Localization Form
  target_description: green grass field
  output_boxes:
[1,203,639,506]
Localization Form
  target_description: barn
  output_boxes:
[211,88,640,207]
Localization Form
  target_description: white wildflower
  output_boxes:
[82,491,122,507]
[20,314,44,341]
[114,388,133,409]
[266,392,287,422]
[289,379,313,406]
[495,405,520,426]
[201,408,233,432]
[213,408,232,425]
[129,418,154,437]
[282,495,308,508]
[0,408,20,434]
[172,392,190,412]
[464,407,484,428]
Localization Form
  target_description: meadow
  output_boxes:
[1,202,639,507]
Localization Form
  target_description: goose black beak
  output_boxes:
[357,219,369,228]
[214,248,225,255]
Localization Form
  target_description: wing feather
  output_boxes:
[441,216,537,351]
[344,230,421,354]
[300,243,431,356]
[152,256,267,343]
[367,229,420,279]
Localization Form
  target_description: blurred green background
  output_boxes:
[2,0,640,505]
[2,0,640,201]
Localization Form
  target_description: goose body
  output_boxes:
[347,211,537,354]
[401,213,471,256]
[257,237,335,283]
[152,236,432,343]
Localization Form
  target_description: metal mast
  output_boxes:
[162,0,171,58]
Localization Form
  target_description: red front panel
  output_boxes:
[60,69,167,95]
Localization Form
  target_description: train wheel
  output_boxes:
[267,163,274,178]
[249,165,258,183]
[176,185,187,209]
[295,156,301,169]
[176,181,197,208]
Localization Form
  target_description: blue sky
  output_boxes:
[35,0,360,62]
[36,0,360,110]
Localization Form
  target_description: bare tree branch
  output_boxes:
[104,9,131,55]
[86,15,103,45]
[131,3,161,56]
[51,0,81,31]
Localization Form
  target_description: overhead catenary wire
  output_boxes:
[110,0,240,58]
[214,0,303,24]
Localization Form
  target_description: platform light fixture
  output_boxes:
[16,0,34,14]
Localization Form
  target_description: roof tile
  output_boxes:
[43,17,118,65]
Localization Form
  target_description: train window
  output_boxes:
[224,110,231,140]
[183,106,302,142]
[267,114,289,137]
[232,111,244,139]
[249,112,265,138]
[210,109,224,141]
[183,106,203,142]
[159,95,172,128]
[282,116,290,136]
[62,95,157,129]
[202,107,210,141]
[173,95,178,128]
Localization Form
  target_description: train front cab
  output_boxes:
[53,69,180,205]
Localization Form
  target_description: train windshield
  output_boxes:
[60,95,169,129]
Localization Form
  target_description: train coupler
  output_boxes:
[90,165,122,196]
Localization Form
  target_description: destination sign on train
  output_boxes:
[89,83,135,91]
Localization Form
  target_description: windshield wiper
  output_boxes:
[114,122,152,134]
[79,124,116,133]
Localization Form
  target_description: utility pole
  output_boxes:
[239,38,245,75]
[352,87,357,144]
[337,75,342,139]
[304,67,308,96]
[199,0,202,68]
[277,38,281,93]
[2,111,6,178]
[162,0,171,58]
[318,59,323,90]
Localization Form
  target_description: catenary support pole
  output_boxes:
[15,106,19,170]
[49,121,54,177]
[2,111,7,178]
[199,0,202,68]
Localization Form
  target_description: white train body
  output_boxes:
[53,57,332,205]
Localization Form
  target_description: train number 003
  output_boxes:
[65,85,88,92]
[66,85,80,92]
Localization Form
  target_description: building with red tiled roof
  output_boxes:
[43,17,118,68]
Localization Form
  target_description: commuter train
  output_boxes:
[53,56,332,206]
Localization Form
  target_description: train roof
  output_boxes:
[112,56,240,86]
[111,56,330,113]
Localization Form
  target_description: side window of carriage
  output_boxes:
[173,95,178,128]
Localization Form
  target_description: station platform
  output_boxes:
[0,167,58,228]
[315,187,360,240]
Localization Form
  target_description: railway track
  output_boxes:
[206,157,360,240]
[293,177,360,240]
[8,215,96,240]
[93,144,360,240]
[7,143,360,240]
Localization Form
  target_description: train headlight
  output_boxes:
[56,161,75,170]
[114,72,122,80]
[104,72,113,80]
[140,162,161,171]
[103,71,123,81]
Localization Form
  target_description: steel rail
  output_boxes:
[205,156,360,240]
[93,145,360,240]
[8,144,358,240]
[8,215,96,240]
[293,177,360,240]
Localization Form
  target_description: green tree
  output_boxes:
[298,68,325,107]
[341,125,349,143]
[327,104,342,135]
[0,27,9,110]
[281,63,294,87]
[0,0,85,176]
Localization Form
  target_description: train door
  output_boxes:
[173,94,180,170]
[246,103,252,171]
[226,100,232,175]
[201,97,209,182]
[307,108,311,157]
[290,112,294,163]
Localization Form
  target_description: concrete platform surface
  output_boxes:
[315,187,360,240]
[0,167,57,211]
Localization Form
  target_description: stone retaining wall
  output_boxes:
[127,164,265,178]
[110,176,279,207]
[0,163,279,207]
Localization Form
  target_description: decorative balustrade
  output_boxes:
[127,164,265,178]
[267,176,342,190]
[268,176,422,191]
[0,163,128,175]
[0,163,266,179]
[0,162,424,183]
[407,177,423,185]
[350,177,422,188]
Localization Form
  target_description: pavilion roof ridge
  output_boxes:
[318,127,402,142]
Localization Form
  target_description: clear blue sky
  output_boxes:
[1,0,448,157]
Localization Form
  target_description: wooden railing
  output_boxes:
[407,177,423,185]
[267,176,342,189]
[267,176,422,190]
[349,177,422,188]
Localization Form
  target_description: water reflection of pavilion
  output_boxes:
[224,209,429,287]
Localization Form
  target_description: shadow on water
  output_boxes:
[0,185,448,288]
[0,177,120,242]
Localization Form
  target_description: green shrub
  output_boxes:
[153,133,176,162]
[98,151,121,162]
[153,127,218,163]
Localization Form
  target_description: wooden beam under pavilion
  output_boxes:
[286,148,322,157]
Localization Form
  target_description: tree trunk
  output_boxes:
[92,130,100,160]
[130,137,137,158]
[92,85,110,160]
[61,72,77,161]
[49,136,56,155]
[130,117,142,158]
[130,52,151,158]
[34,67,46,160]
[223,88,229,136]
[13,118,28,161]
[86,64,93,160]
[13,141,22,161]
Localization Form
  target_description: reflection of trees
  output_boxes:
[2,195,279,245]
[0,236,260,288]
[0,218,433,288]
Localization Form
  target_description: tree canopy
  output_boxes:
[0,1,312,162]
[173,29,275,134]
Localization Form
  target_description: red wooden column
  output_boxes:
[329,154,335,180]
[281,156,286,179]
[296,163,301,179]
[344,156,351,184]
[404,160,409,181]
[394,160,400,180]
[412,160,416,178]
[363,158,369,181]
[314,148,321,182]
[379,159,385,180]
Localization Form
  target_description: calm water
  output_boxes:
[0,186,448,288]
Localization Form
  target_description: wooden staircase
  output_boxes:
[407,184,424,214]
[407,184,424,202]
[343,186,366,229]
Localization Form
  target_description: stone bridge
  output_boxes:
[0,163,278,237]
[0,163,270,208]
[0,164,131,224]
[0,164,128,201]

================================

= Exercise prompt =
The answer must consist of every entry, set down exactly as given.

= Exercise output =
Localization Form
  target_description: green grass field
  output_boxes:
[1,203,639,506]
Localization Form
  target_description: barn
  output_boxes:
[211,88,640,207]
Localization Form
  target_description: white wildflower
  output_boxes:
[82,491,122,507]
[20,314,44,341]
[114,388,133,409]
[266,392,287,422]
[289,379,313,406]
[495,405,520,426]
[201,408,233,432]
[213,408,232,425]
[129,418,154,437]
[282,495,308,508]
[0,408,20,434]
[172,392,190,412]
[464,407,484,428]
Localization Form
  target_description: meadow
  output_boxes:
[1,202,639,507]
Localization Form
  target_description: goose black beak
  output_boxes:
[357,219,369,228]
[214,248,225,255]
Localization Form
  target_description: wing feather
  output_boxes:
[441,216,537,351]
[344,230,421,354]
[300,243,431,356]
[152,256,267,343]
[367,229,420,279]
Localization Form
  target_description: blurred green background
  output_boxes:
[2,0,640,505]
[2,0,640,201]
Localization Form
  target_description: goose body
  output_boxes:
[347,211,537,354]
[401,213,471,256]
[257,237,335,283]
[152,236,432,343]
Localization Form
  target_description: metal mast
  output_boxes:
[162,0,171,58]
Localization Form
  target_description: red front panel
  output_boxes:
[60,69,167,95]
Localization Form
  target_description: train wheel
  output_boxes:
[267,163,274,178]
[249,165,258,183]
[176,185,187,209]
[295,156,301,169]
[176,181,197,208]
Localization Form
  target_description: blue sky
  output_boxes:
[35,0,360,62]
[36,0,360,110]
Localization Form
  target_description: bare tree branch
  output_boxes:
[104,9,131,55]
[86,15,103,45]
[131,3,161,56]
[51,0,81,31]
Localization Form
  target_description: overhead catenary wire
  output_boxes:
[110,0,240,58]
[214,0,303,24]
Localization Form
  target_description: platform light fixture
  output_boxes:
[16,0,34,14]
Localization Form
  target_description: roof tile
  output_boxes:
[43,17,118,65]
Localization Form
  target_description: train window
  output_boxes:
[224,110,231,140]
[183,106,302,142]
[267,114,289,137]
[232,111,244,139]
[249,112,265,138]
[210,109,224,141]
[183,106,203,142]
[159,95,172,128]
[282,116,290,136]
[62,95,157,129]
[202,107,210,141]
[173,95,178,128]
Localization Form
  target_description: train front cab
  output_boxes:
[53,69,180,205]
Localization Form
  target_description: train windshield
  output_boxes:
[60,95,169,129]
Localization Form
  target_description: train coupler
  output_boxes:
[90,165,122,196]
Localization Form
  target_description: destination sign on train
  output_boxes:
[89,83,135,91]
Localization Form
  target_description: windshield wiper
  output_boxes:
[114,122,152,134]
[79,124,116,133]
Localization Form
  target_description: utility pole
  output_boxes:
[239,38,245,75]
[352,87,357,144]
[337,75,342,139]
[304,67,308,96]
[199,0,202,68]
[277,38,281,93]
[2,111,6,178]
[162,0,171,58]
[318,59,323,90]
Localization Form
  target_description: catenary support pole
  output_boxes:
[15,106,19,170]
[49,121,54,177]
[2,111,7,178]
[199,0,202,68]
Localization Form
  target_description: white train body
  output_boxes:
[53,57,332,205]
Localization Form
  target_description: train number 003
  output_boxes:
[65,85,88,92]
[66,85,80,92]
Localization Form
  target_description: building with red tiled roof
  output_boxes:
[43,17,118,68]
Localization Form
  target_description: commuter train
  output_boxes:
[53,56,332,206]
Localization Form
  target_description: train roof
  output_boxes:
[112,56,240,86]
[111,56,330,113]
Localization Form
  target_description: side window of carriage
  output_boxes:
[173,95,178,128]
Localization Form
  target_description: station platform
  output_boxes:
[0,167,58,228]
[315,187,360,240]
Localization Form
  target_description: railway track
  output_boxes:
[206,157,360,240]
[293,177,360,240]
[8,215,96,240]
[93,144,360,240]
[7,143,360,240]
Localization Form
  target_description: train headlight
  output_boxes:
[56,161,75,170]
[114,72,122,80]
[104,72,113,80]
[140,162,161,171]
[103,71,123,81]
Localization Form
  target_description: steel rail
  output_boxes:
[205,156,360,240]
[93,145,360,240]
[8,144,358,240]
[8,215,96,240]
[293,177,360,240]
Localization Form
  target_description: green tree
  output_boxes:
[298,68,325,107]
[341,125,349,143]
[327,104,342,135]
[0,27,9,110]
[281,63,294,87]
[0,0,85,176]
Localization Form
  target_description: train door
  output_boxes:
[173,94,180,170]
[246,103,252,171]
[226,100,232,175]
[201,97,209,182]
[307,108,311,157]
[290,112,294,163]
Localization Form
  target_description: concrete platform surface
  output_boxes:
[315,187,360,240]
[0,167,57,211]
Localization Form
  target_description: stone retaining wall
  output_boxes:
[127,164,265,178]
[110,176,279,207]
[0,163,279,207]
Localization Form
  target_description: decorative balustrade
  output_boxes:
[127,164,265,178]
[267,176,342,190]
[268,176,422,191]
[0,163,128,175]
[0,163,266,179]
[0,162,424,183]
[407,177,423,185]
[350,177,422,188]
Localization Form
  target_description: pavilion roof ridge
  output_boxes:
[318,127,402,142]
Localization Form
  target_description: clear blue sky
  output_boxes:
[1,0,448,157]
Localization Form
  target_description: wooden railing
  output_boxes:
[407,177,423,185]
[267,176,342,189]
[267,176,422,190]
[349,177,422,188]
Localization Form
  target_description: water reflection of pavilion
  output_boxes:
[224,209,429,287]
Localization Form
  target_description: shadow on water
  output_boxes:
[0,185,448,288]
[0,177,120,242]
Localization Form
  target_description: green shrub
  output_boxes:
[153,133,176,162]
[98,151,121,162]
[153,127,218,163]
Localization Form
  target_description: wooden beam under pavilion
  output_boxes:
[286,148,322,157]
Localization Form
  target_description: tree trunk
  output_boxes:
[92,130,100,160]
[130,137,137,158]
[92,85,110,160]
[61,72,77,161]
[49,136,56,155]
[130,117,142,158]
[130,52,151,158]
[34,67,46,160]
[223,88,229,136]
[13,118,28,161]
[86,64,93,160]
[13,141,22,161]
Localization Form
  target_description: reflection of trees
  output_boxes:
[2,195,279,245]
[0,236,260,288]
[0,218,433,288]
Localization Form
  target_description: tree canopy
  output_boxes:
[0,1,312,162]
[173,29,275,134]
Localization Form
  target_description: red wooden column
  output_boxes:
[329,154,335,180]
[281,156,286,179]
[296,163,301,179]
[344,156,351,184]
[404,160,409,181]
[394,160,400,180]
[412,160,416,178]
[363,158,369,181]
[314,148,321,182]
[379,159,385,180]
Localization Form
  target_description: calm water
  output_boxes:
[0,186,448,288]
Localization Form
  target_description: wooden staircase
  output_boxes:
[407,184,424,214]
[407,184,424,202]
[343,186,366,229]
Localization Form
  target_description: stone bridge
  output_boxes:
[0,163,278,237]
[0,163,270,208]
[0,164,131,224]
[0,164,128,201]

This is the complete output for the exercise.